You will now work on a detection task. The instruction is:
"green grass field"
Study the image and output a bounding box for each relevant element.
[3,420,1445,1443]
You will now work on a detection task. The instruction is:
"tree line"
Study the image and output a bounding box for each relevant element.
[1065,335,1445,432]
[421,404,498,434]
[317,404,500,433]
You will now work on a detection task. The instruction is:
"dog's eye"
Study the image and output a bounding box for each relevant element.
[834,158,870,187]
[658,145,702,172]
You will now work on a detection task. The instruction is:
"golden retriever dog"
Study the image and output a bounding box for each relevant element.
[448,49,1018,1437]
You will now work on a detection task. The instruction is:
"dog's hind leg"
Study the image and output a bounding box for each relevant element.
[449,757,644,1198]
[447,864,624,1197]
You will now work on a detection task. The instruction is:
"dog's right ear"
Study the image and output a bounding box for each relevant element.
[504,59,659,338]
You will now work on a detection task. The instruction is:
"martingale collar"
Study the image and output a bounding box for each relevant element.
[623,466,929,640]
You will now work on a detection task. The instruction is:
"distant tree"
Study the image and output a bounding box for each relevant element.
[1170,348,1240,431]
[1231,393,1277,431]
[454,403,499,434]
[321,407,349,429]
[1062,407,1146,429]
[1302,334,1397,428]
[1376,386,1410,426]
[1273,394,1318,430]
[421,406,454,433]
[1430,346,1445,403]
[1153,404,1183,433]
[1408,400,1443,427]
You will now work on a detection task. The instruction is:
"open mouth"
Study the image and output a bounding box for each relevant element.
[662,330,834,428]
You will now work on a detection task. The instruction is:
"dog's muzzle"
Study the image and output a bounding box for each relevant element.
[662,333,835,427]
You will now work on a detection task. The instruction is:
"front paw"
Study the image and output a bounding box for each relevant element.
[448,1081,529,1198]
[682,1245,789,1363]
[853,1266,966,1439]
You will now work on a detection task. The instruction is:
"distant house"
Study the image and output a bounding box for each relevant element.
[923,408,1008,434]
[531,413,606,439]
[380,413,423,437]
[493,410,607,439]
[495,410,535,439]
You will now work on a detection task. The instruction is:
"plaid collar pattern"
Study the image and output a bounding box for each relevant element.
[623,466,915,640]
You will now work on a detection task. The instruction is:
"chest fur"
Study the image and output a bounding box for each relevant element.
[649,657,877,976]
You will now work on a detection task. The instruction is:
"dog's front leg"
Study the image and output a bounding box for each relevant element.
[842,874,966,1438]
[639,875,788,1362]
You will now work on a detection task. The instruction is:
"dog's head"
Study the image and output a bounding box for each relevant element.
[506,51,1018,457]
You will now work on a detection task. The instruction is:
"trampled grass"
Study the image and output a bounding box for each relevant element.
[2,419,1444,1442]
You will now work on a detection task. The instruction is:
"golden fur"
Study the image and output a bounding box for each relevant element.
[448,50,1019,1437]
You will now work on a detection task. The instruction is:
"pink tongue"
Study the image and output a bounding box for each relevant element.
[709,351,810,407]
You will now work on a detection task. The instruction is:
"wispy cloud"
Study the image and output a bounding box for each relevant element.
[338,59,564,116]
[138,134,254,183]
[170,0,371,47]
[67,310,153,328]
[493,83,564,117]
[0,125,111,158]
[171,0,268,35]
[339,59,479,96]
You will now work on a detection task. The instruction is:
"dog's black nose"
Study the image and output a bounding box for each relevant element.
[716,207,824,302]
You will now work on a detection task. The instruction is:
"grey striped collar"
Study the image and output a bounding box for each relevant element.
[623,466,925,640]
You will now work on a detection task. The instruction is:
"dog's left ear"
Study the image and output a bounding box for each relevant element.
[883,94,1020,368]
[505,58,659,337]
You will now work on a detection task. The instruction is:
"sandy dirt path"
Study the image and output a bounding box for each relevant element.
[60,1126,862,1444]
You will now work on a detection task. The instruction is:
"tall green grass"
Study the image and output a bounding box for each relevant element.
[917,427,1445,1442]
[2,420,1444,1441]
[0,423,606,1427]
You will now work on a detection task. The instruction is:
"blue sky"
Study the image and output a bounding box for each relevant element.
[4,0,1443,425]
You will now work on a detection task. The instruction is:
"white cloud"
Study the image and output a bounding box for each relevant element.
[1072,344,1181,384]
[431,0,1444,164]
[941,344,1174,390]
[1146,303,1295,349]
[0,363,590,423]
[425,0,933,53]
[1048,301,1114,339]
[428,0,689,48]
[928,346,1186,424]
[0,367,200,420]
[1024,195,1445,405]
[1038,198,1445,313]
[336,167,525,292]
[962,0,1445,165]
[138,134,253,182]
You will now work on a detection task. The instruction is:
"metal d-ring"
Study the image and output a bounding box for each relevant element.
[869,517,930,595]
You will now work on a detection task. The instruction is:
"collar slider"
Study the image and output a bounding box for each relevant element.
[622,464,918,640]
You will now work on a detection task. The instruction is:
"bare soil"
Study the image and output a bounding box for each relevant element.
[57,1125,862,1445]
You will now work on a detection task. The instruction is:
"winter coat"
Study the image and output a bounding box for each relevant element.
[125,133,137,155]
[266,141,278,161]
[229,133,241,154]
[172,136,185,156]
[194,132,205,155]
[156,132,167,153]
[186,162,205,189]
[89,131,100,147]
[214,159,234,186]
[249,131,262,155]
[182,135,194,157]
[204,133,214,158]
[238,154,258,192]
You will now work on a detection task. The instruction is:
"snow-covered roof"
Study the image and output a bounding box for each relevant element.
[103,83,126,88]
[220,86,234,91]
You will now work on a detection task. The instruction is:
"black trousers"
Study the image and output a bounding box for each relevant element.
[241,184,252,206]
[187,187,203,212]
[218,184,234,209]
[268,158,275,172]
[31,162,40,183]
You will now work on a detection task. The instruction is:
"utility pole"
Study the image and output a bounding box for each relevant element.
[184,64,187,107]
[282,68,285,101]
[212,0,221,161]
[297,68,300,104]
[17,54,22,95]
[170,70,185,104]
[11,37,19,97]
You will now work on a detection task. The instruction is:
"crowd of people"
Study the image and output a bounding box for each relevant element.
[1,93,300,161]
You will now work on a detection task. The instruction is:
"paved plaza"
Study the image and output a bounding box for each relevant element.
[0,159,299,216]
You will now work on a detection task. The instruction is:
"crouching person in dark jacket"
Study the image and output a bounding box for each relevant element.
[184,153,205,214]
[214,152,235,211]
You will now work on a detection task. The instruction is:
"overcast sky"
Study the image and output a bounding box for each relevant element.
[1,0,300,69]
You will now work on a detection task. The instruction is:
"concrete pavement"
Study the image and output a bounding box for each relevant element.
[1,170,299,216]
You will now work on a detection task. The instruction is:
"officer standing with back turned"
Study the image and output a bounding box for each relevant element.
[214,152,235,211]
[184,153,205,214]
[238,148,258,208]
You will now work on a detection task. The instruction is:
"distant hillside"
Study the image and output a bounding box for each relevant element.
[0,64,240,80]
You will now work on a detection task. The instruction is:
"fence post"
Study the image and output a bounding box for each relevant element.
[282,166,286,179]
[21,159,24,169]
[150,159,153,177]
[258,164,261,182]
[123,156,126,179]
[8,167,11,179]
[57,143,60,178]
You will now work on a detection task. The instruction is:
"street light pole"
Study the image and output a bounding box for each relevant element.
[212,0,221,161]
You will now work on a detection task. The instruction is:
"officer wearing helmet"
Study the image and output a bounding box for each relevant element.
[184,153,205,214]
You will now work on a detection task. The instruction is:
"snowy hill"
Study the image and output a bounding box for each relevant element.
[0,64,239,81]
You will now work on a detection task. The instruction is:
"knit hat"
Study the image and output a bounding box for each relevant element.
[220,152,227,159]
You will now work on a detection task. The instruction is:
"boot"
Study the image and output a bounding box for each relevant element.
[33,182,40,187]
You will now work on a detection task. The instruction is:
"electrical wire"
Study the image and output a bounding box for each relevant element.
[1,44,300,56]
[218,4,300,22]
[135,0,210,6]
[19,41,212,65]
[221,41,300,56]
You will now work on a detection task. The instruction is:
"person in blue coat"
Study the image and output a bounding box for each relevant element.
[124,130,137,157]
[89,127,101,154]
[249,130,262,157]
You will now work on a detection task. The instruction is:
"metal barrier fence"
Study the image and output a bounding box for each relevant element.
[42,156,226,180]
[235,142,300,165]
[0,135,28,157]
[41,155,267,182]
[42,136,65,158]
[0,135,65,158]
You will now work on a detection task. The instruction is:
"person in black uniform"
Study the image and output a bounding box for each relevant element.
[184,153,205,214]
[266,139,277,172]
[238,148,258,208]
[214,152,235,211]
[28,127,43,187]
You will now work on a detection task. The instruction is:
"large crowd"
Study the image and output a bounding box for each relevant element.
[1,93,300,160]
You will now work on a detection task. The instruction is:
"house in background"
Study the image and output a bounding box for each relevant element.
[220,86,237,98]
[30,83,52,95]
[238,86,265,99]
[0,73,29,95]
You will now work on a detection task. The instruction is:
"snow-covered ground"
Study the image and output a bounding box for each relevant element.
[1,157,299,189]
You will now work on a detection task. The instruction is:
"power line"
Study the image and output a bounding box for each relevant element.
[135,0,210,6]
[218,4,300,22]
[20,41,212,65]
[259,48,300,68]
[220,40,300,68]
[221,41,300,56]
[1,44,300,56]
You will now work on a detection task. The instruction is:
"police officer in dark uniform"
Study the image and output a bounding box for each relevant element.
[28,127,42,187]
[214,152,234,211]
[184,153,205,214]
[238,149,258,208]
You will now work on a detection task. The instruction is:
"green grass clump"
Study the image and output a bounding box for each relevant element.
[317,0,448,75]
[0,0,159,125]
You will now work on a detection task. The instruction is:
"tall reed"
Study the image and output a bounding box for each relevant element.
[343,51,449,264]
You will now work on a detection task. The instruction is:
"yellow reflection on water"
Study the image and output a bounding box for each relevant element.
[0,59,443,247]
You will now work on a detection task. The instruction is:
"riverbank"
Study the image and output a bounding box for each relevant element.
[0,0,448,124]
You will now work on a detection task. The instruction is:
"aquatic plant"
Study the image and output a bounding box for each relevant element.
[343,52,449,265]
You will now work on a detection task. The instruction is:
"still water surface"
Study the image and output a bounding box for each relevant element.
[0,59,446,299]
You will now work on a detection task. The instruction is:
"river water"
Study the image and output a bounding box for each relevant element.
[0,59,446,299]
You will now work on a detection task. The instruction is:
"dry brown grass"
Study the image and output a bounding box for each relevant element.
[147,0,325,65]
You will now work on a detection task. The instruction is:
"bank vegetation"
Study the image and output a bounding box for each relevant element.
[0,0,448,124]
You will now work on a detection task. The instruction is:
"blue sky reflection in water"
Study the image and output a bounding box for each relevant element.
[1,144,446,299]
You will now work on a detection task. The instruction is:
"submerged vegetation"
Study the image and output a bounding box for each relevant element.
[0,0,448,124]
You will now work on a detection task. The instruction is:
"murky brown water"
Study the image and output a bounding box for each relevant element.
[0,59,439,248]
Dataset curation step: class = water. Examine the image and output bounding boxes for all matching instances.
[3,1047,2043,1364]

• _AIM OF THE EXERCISE_
Supply the number of lines above that contain the word "reflection", and nothing else.

• _OUTPUT FOR THIS EXERCISE_
2